Your response should consist of every line below, reproduced without alteration.

(Data entries)

☆ ☆ ☆ ☆

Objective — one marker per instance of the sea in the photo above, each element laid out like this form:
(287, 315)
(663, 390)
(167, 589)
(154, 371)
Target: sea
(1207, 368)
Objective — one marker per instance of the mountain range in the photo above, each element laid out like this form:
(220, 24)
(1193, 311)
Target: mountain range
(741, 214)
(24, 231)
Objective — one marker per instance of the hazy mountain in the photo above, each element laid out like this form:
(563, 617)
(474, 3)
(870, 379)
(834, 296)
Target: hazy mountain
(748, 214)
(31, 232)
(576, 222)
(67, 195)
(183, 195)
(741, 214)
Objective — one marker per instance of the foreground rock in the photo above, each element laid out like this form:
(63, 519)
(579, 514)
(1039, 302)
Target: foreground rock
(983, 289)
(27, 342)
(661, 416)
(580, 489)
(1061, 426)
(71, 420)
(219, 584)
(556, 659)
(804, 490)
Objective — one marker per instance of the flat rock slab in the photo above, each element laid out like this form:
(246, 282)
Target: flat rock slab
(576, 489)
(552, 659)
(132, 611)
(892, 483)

☆ ☆ ☆ ☆

Response to this task:
Objective — one marker per instance of the sea in the photo above, each element laid out like this form:
(287, 315)
(663, 390)
(167, 589)
(154, 371)
Target: sea
(1207, 368)
Objective — one marker per instance of the mountain range in the photo above, each element laid out like this form:
(220, 24)
(1193, 311)
Target: mountain range
(741, 214)
(24, 231)
Objective — one marker per instance of the hazy mountain in the photo above, each element laid out like this form:
(563, 617)
(474, 3)
(870, 379)
(834, 296)
Target: hazy mountain
(748, 214)
(31, 232)
(576, 222)
(67, 195)
(183, 195)
(741, 214)
Objective — one marker per instance of the foreground rock in the photo above, each element laid out like this form:
(63, 519)
(579, 514)
(1039, 302)
Target: foreground rock
(983, 289)
(27, 342)
(661, 416)
(580, 489)
(1061, 426)
(71, 420)
(219, 584)
(556, 659)
(804, 490)
Objective — one marker per instance of the flat rock slab in the photo above, each element laid out like this form:
(246, 282)
Target: flat rock slab
(576, 489)
(552, 659)
(132, 611)
(892, 483)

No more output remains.